● **TASKS**
[1] Find every line in the rows that contains the word "negative" and copy each one out. Case counts.
[2] Extend the reply about Monit's "statistic error" below, picking up right after its last sentence.

● **DOCUMENT EXCERPT**
[Date Prev][Date Next][Thread Prev][Thread Next][Date Index][Thread Index]
Re: Monit shows "statistic error"
From: |
Lutz Mader |
Subject: |
Re: Monit shows "statistic error" |
Date: |
Sat, 21 Nov 2020 09:40:48 +0100 |
User-agent: |
Mozilla/5.0 (Macintosh; Intel Mac OS X 10.10; rv:60.0) Gecko/20100101 Thunderbird/60.4.0 |
Hello Ani,
I checked some of my logs and find a similar problem all the time the
workload is very high (on a AIX system).
[MESZ May 8 05:29:14] error : 'D100SPUABC00' mem usage of 95.5%
matches resource limit [mem usage > 95.0%]
[MESZ May 8 05:31:14] error : 'Manager' failed to get process data
>> I am running Monit 5.17.1 on Ubuntu 14.04, in some rare occasions
>> I see that following error in the log:
>>
>> 2020-11-17 18:47:22.347 monit[2954]: system statistic error -- cannot
>> read /proc/3560/stat
As long as this is a workload problem you can configure Monit to delay a
restart. With a additinal "not exist" rule
if not exist for 5 cycles then start
in the "check process" service, Monit will start/restart the service
after 5 checks only. If Monit can not get the process data only once,
nothing will happen (I append a sample).

● **RECORDS SHOWN**
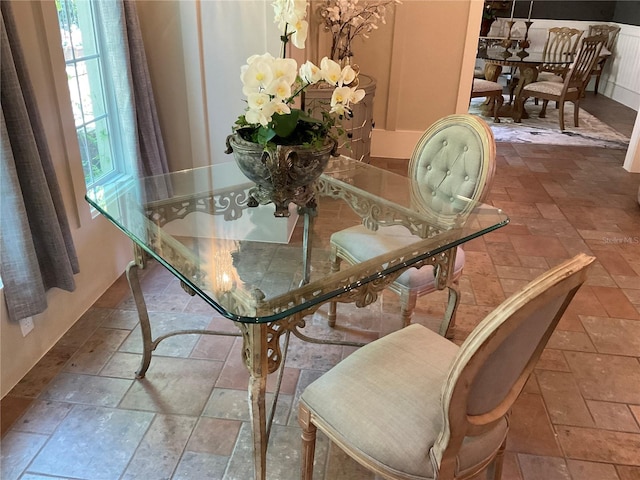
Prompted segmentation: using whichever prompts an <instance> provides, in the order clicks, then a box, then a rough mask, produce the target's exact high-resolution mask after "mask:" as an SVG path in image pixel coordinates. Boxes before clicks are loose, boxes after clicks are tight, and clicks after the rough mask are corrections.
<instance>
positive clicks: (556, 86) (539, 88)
mask: <svg viewBox="0 0 640 480" xmlns="http://www.w3.org/2000/svg"><path fill="white" fill-rule="evenodd" d="M562 88H563V85H562V82H561V83H558V82H551V81H550V82H535V83H531V84H529V85H527V93H532V94H535V93H546V94H548V95H558V96H560V95H561V94H562ZM577 91H578V89H577V88H576V87H569V88H568V89H567V92H570V93H575V92H577ZM531 96H532V97H535V95H531Z"/></svg>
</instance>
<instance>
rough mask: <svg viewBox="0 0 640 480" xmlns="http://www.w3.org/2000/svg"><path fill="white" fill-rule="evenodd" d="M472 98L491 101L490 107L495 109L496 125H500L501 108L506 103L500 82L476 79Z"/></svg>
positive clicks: (474, 84)
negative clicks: (500, 112)
mask: <svg viewBox="0 0 640 480" xmlns="http://www.w3.org/2000/svg"><path fill="white" fill-rule="evenodd" d="M471 98H486V99H487V100H491V103H490V105H492V109H493V121H494V123H500V116H499V114H500V108H501V107H502V104H503V103H504V97H503V96H502V85H500V84H499V83H498V82H492V81H491V80H485V79H483V78H474V79H473V84H472V86H471Z"/></svg>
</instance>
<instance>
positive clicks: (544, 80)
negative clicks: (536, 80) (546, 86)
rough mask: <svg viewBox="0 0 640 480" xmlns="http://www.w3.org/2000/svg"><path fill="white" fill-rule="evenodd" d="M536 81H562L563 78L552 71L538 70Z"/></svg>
mask: <svg viewBox="0 0 640 480" xmlns="http://www.w3.org/2000/svg"><path fill="white" fill-rule="evenodd" d="M537 82H555V83H562V82H564V78H562V76H561V75H558V74H556V73H552V72H540V73H539V74H538V79H537Z"/></svg>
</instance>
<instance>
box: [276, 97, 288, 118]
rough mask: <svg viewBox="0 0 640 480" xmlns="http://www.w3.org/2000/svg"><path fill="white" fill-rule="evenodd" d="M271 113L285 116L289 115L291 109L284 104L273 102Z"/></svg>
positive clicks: (282, 103)
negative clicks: (279, 114) (283, 115)
mask: <svg viewBox="0 0 640 480" xmlns="http://www.w3.org/2000/svg"><path fill="white" fill-rule="evenodd" d="M272 104H273V113H278V114H280V115H287V114H289V113H291V108H290V107H289V105H287V104H286V103H284V102H277V101H275V100H274V101H273V102H272Z"/></svg>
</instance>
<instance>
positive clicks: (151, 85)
mask: <svg viewBox="0 0 640 480" xmlns="http://www.w3.org/2000/svg"><path fill="white" fill-rule="evenodd" d="M94 8H95V10H96V12H97V15H98V18H99V22H98V23H99V28H101V29H102V32H101V36H102V38H104V39H105V40H106V45H107V48H106V51H107V53H108V54H107V55H106V56H105V68H106V69H107V70H108V72H109V76H110V78H111V79H112V81H113V82H114V88H115V91H116V101H117V103H118V120H119V122H120V125H121V129H122V132H123V144H124V148H125V155H127V156H128V158H136V159H137V162H136V164H135V168H136V171H132V172H130V173H131V174H134V175H137V176H139V177H151V176H157V177H156V178H154V180H153V181H150V180H148V181H146V182H145V184H144V185H145V186H146V188H147V191H146V192H145V195H146V198H147V199H148V200H158V199H162V198H166V197H167V196H168V195H169V191H170V189H169V187H168V185H167V184H166V183H165V181H164V177H162V175H163V174H165V173H167V172H168V171H169V167H168V162H167V156H166V152H165V148H164V142H163V139H162V132H161V131H160V123H159V121H158V113H157V111H156V105H155V100H154V97H153V88H152V85H151V78H150V75H149V67H148V64H147V57H146V54H145V51H144V44H143V42H142V32H141V30H140V23H139V21H138V12H137V9H136V5H135V2H133V1H129V0H125V1H123V0H102V1H100V2H95V3H94ZM129 132H135V135H127V133H129ZM133 166H134V165H132V167H133Z"/></svg>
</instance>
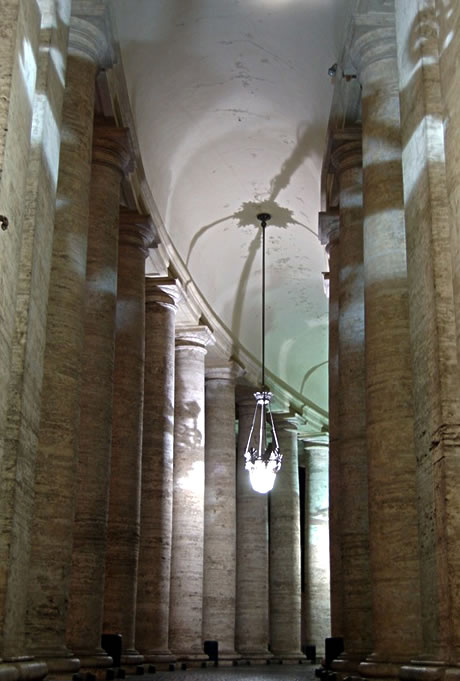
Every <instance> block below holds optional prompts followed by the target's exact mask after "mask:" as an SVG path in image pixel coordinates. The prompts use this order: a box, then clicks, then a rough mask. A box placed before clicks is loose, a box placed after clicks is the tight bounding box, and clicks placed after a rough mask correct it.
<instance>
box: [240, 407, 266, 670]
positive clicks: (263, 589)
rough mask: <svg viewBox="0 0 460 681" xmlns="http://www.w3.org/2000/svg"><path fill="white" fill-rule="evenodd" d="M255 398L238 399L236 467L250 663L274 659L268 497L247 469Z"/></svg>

● **ANSWERS BY ITEM**
[1]
negative clicks: (500, 112)
negative clicks: (536, 80) (546, 86)
negative clicks: (279, 114) (283, 115)

[2]
A suggestion only,
Lutz
Appendage:
A sample of one of the used service definitions:
check process Serv_server1 with pidfile
"/usr/local/var/wlp/servers/.pid/server1.pid"
start program "/usr/local/etc/monit/scripts/wlpserv.sh start" with
timeout 180 seconds
stop program "/usr/local/etc/monit/scripts/wlpserv.sh stop" with
timeout 120 seconds
restart program "/usr/local/etc/monit/scripts/wlpserv.sh restart" with
timeout 300 seconds
# if failed host hostname.local port 8901 then alert
# if failed host hostname.local port 9901 then alert
if not exist for 5 cycles then start
if 5 restarts within 50 cycles then unmonitor
The "not exist" rule delays the start to five checks and the "restart"
rule prevent endless recovery.